---------- SOURCE DOCUMENT ----------
Rosa V. Park West Bank: Do Clothes Really Make the Man?

Katherine M. Franke, Columbia Law School

Abstract

What is a question of gender discrimination a question of? How is gender-based discrimination to be differentiated from sex-based discrimination? Or is Justice Ruth Bader Ginsburg correct in using these two terms interchangeably? Why are some courts so obstinate in confusing gender bias with sexual orientation bias? What, in the end, do sex, gender and sexual orientation based discrimination have to do with one another? How do gender, sex and sexuality norms get enforced through sartorial conventions? In the Summer of 1998, Lucas Rosa was denied a loan application by a loan officer at Park West Bank in Western Massachusetts. Rosa was told that she was denied an application because she failed to dress in sufficiently masculine clothing - given that she was a biological male. Rosa, a cross-dressing male, brought a sex discrimination action in federal court under the Equal Credit Opportunity Act, however her complaint was dismissed by the trial court on the grounds that clothing had nothing to do with sex discrimination. On appeal, the First Circuit reversed, finding that Rosa has stated a cause of action under the ECOA. The Michigan Journal of Gender & Law has published the principal and amicus briefs to the First Circuit in Rosa's case - as well as an introduction to the case and conclusions about the First Circuit's opinion.
---------- AVAILABLE DATA ----------
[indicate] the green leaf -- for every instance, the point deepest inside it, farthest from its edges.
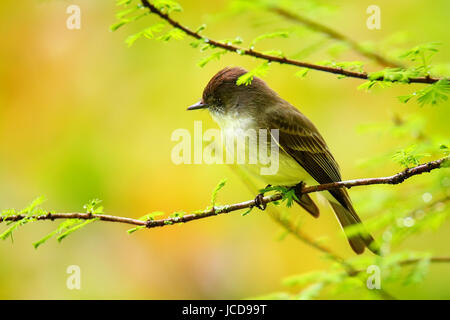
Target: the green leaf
(216, 190)
(246, 79)
(214, 56)
(278, 34)
(148, 33)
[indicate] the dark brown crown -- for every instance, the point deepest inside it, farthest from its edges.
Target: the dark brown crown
(227, 75)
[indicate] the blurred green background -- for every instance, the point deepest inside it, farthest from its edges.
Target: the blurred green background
(82, 116)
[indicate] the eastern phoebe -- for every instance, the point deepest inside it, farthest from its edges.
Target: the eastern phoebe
(304, 156)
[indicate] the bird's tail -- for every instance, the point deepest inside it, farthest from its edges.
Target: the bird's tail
(360, 238)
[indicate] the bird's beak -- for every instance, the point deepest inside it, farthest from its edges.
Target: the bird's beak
(198, 105)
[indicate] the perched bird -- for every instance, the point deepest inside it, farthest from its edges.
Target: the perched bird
(304, 157)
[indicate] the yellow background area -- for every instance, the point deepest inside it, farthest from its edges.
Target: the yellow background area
(82, 116)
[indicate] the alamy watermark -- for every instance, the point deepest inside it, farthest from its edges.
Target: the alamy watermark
(74, 279)
(374, 20)
(250, 146)
(73, 22)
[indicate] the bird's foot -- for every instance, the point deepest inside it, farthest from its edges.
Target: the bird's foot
(298, 189)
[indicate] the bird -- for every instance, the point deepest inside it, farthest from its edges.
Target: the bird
(304, 156)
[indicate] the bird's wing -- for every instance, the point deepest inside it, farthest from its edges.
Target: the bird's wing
(300, 139)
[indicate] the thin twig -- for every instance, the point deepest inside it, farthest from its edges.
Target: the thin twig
(394, 179)
(271, 58)
(335, 35)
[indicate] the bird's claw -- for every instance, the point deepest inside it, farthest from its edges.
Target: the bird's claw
(259, 203)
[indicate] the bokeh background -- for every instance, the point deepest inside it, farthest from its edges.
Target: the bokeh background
(82, 116)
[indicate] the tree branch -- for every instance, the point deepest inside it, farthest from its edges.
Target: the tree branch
(394, 179)
(335, 35)
(271, 58)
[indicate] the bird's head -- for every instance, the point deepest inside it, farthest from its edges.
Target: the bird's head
(222, 95)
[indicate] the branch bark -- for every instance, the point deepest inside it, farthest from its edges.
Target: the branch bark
(271, 58)
(394, 179)
(335, 35)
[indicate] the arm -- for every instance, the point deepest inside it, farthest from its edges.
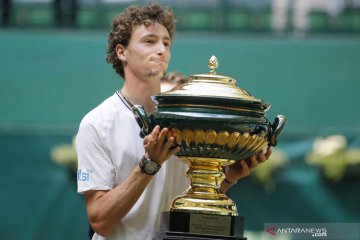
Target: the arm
(241, 169)
(106, 208)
----------
# ABOUT THIS TASK
Answer these questions from the Rosa v. Park West Bank abstract:
(a) When and at what bank was Lucas Rosa denied a loan application?
(b) Under which federal statute did Rosa bring the sex discrimination action?
(c) Which publication printed the principal and amicus briefs to the First Circuit?

# REPLY
(a) In the Summer of 1998, at Park West Bank in Western Massachusetts.
(b) The Equal Credit Opportunity Act.
(c) The Michigan Journal of Gender & Law.